Raw records:
================================

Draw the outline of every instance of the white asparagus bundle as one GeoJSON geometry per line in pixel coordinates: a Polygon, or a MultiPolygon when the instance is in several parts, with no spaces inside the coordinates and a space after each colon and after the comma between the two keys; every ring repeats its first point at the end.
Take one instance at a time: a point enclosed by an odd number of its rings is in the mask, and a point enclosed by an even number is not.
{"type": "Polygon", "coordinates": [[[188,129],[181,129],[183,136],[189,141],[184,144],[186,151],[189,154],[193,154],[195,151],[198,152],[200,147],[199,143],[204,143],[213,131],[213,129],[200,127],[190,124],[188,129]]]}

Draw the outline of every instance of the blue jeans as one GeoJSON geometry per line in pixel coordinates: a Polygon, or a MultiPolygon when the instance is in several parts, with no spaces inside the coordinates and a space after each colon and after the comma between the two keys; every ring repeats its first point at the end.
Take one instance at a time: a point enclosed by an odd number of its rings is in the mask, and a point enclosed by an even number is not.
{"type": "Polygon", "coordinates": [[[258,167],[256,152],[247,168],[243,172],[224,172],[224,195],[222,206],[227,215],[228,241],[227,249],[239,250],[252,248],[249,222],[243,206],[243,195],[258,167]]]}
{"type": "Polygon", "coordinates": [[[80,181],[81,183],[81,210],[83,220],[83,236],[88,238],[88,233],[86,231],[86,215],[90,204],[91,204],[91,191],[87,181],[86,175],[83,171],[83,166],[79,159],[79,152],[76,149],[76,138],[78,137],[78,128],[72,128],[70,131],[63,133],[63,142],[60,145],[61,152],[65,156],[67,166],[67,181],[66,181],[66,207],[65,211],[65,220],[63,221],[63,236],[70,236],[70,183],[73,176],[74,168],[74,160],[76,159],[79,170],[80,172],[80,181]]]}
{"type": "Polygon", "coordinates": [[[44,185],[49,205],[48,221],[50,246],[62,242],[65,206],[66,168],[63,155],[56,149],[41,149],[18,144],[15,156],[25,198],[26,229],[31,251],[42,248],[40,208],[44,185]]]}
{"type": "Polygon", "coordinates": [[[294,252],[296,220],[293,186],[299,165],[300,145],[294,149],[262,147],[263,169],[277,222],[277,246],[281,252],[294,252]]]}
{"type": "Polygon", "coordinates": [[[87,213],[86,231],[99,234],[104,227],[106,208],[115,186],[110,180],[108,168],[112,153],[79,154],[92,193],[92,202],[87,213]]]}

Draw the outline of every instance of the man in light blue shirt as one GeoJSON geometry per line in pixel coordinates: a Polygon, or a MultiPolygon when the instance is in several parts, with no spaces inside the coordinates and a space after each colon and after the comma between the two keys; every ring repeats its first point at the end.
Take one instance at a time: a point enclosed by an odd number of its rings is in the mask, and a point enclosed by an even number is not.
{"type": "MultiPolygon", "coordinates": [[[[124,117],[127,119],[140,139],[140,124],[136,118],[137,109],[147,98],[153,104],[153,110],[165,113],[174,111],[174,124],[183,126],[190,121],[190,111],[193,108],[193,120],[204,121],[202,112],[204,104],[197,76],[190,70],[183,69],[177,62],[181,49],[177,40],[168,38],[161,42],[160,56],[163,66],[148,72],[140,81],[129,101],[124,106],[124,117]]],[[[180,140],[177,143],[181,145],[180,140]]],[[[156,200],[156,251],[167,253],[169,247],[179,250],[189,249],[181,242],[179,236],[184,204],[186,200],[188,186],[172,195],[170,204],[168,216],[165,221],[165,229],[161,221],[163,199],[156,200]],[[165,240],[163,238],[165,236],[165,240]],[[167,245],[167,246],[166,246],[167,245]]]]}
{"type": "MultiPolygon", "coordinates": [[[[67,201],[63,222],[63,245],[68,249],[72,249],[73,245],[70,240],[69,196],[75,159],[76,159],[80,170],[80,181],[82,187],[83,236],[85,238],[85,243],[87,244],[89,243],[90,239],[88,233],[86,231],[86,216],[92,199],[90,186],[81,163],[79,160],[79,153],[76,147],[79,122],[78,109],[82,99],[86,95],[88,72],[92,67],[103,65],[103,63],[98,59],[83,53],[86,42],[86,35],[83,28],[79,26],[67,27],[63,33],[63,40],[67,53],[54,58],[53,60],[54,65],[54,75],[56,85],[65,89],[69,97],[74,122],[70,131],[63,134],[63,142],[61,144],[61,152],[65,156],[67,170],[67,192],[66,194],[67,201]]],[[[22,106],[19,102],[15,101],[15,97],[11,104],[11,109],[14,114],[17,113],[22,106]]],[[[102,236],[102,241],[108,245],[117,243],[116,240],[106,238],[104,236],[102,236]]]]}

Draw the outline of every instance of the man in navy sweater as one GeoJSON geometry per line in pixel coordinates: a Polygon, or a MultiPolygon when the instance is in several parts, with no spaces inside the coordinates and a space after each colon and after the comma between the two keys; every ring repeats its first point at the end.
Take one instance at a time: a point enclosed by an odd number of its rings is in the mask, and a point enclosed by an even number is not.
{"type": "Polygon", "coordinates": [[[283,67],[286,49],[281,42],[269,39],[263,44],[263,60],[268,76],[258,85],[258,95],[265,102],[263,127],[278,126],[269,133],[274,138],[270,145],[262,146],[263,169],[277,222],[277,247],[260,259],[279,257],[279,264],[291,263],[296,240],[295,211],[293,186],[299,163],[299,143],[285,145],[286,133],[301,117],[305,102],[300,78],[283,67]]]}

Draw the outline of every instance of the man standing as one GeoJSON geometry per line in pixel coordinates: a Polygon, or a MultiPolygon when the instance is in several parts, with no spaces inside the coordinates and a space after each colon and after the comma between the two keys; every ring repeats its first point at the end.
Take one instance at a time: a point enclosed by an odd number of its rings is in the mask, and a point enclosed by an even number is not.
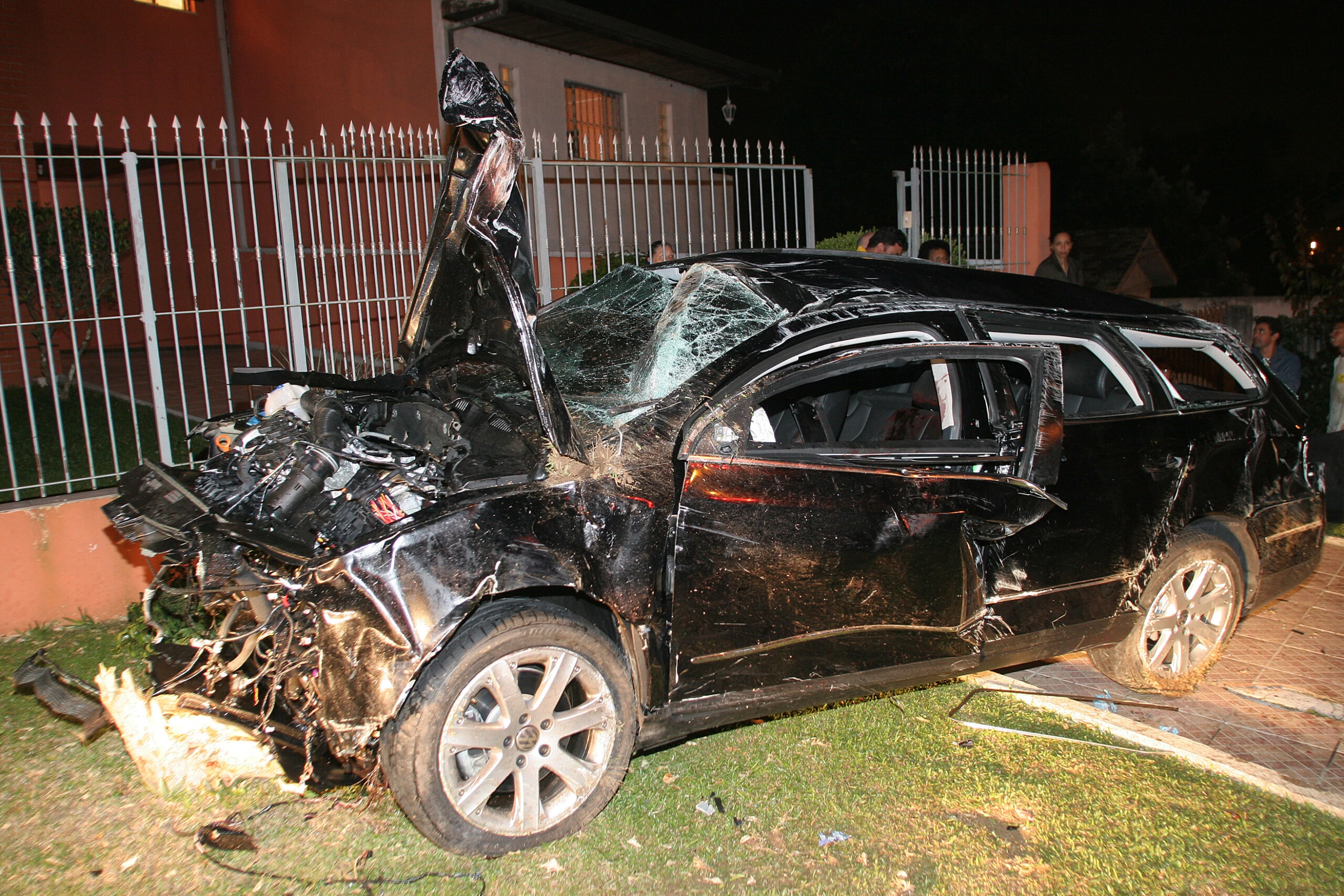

================================

*What needs to be done*
Reproduce the lines above verbatim, starting with the line containing "Draw the outline of every instance of the man in navy" and continuing through the end of the lines, both ends included. Leave the pictures out.

*Correct response*
Draw the outline of every instance of the man in navy sweater as one GeoJSON geometry per line in pixel coordinates: a Polygon, or a MultiPolygon when the instance is in several parts, with no spaces inside the coordinates and a space after each colon and after the comma between the two keys; every ring repeats its first point at the end.
Take one instance at a time: a point enclosed by an odd number of its rings is in the mask, and a point enclosed by an even number is not.
{"type": "Polygon", "coordinates": [[[283,67],[286,49],[281,42],[269,39],[263,44],[263,60],[268,76],[258,85],[258,95],[265,102],[263,127],[278,126],[269,133],[274,138],[270,145],[262,146],[263,169],[277,222],[277,247],[260,259],[279,257],[279,264],[291,263],[296,240],[295,211],[293,186],[299,163],[299,143],[285,145],[286,133],[301,117],[305,102],[300,78],[283,67]]]}

Draw the outline of every instance of the man standing as one GeoJSON geometry per line in pixel coordinates: a Polygon, or a MultiPolygon when the instance is in several parts, with no spaces inside the coordinates and a space after each colon and after the comma between the two keys; every ring repeats its first point at the end.
Take one instance at a time: a point enclosed by an odd number of its rings is in the mask, and a point enclosed by an even number is not.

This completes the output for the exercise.